**Document text:**
Vioxx Clinical Issues

The US FDA approved Vioxx (rofecoxib) on May 21, 1999 for the treatment of painful menstruation, acute pain in adults and for the relief of the signs and symptoms of osteoarthritis. Like its cousins, aspirin, ibuprofen and naproxen, Vioxx is a non-steroidal anti-inflammatory drug (NSAID).

But, unlike these conventional NSAIDs which block both COX-1 and COX-2 enzymes, Vioxx and the other coxibs only inhibit COX-2, the enzyme involved in pain and inflammation. Vioxx does not block the ubiquitous COX-1 enzyme which protects the stomach lining and is, therefore, thought to be gentler on the digestive tract than the older NSAIDs, which can cause ulcers and bleeding in some individuals.

The claim that COX-2 inhibitors or coxibs are less likely to cause bleeding and other digestive tract complications became their selling point – despite the fact that no one has ever said that they are more effective than classic NSAIDs in reducing pain and that only less than 10 percent of the population gets stomach damage from the older drugs. Nevertheless, under the influence of the drug companies, physicians switched patients from drugs costing eight cents a day to the $1 to $3 coxibs.

**Required tasks:**
1. Extract the words of the Vioxx passage between "But, unlike these" and "in some individuals.", inclusive.
2. In the Vioxx passage, on what date did the US FDA approve Vioxx?
3. Carry on the Vioxx passage from its last sentence.
The listing after this point is separate from the Vioxx passage.

**Data provided:**
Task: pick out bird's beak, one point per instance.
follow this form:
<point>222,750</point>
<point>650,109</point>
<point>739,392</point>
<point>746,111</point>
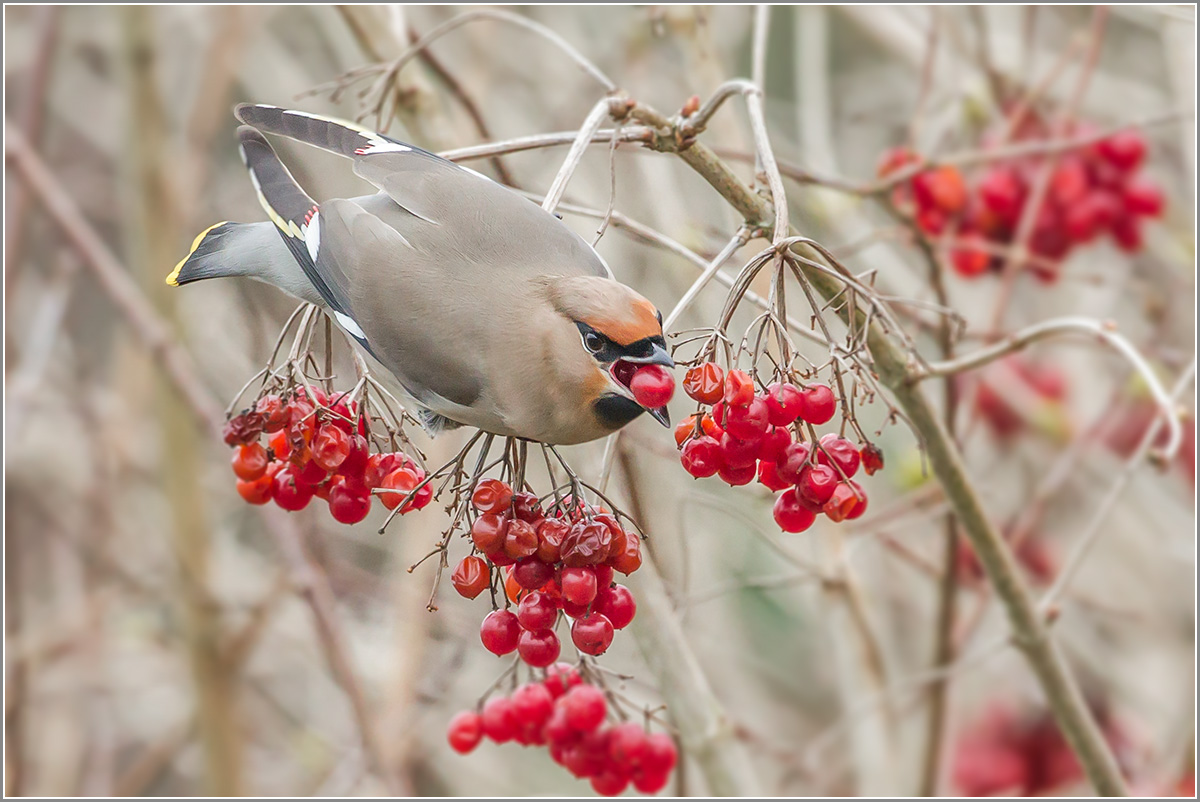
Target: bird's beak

--

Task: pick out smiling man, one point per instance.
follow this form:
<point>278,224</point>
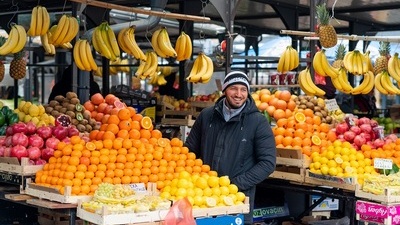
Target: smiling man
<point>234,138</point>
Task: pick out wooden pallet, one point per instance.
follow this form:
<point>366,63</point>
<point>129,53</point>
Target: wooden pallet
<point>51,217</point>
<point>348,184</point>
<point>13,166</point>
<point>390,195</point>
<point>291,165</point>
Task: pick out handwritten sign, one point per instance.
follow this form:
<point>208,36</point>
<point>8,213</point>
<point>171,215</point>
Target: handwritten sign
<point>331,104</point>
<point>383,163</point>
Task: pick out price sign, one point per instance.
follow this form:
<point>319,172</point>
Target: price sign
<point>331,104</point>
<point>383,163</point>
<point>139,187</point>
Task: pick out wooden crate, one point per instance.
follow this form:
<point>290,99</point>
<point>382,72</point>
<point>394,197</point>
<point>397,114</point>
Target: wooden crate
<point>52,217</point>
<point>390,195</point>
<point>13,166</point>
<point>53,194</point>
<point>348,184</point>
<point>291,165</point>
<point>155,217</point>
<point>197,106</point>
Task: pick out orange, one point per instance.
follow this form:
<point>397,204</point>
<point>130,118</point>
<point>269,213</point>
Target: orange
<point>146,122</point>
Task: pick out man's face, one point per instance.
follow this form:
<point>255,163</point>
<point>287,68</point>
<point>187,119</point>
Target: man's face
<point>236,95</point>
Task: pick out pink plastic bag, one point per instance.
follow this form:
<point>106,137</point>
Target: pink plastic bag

**Results for each task:**
1.
But, unlike these conventional NSAIDs which block both COX-1 and COX-2 enzymes, Vioxx and the other coxibs only inhibit COX-2, the enzyme involved in pain and inflammation. Vioxx does not block the ubiquitous COX-1 enzyme which protects the stomach lining and is, therefore, thought to be gentler on the digestive tract than the older NSAIDs, which can cause ulcers and bleeding in some individuals.

2. May 21, 1999

3.
Now, with the accumulating data pointing to Vioxx’s increased risk of cardiovascular injury, researchers hypothesize that COX-2 inhibitors suppress a protein responsible for the health of blood vessels and could promote the clotting that causes heart attacks and strokes as a result. Additionally, COX-2 blockers raise blood pressure.

Although results of studies involving other COX-2 inhibitors, such as Celebrex (celecoxib), seem to suggest that these competitors
may be safer, researchers now speculate that drugs in the same class as Vioxx may appear to be safe because the FDA has not yet required the randomized, controlled trials necessary for definitive answers. Clearly, scientists and researchers worldwide are focused on the cardiovascular safety of the entire class of COX-2 inhibitors.

Since its introduction in 1999, Vioxx’s indications for use have expanded to include relief for the signs and symptoms of rheumatoid arthritis in adults; relief of the signs and symptoms of pauciarticular or polyarticular course Juvenile Rheumatoid Arthritis in patients two years and older; and for the acute treatment of migraine attacks. However, as its uses expanded, data accumulated to show an increased risk of cardiovascular events with the use of Vioxx. On November 2, 2004, FDA posted on its website an early version of a recently completed observational study into the safety of Vioxx.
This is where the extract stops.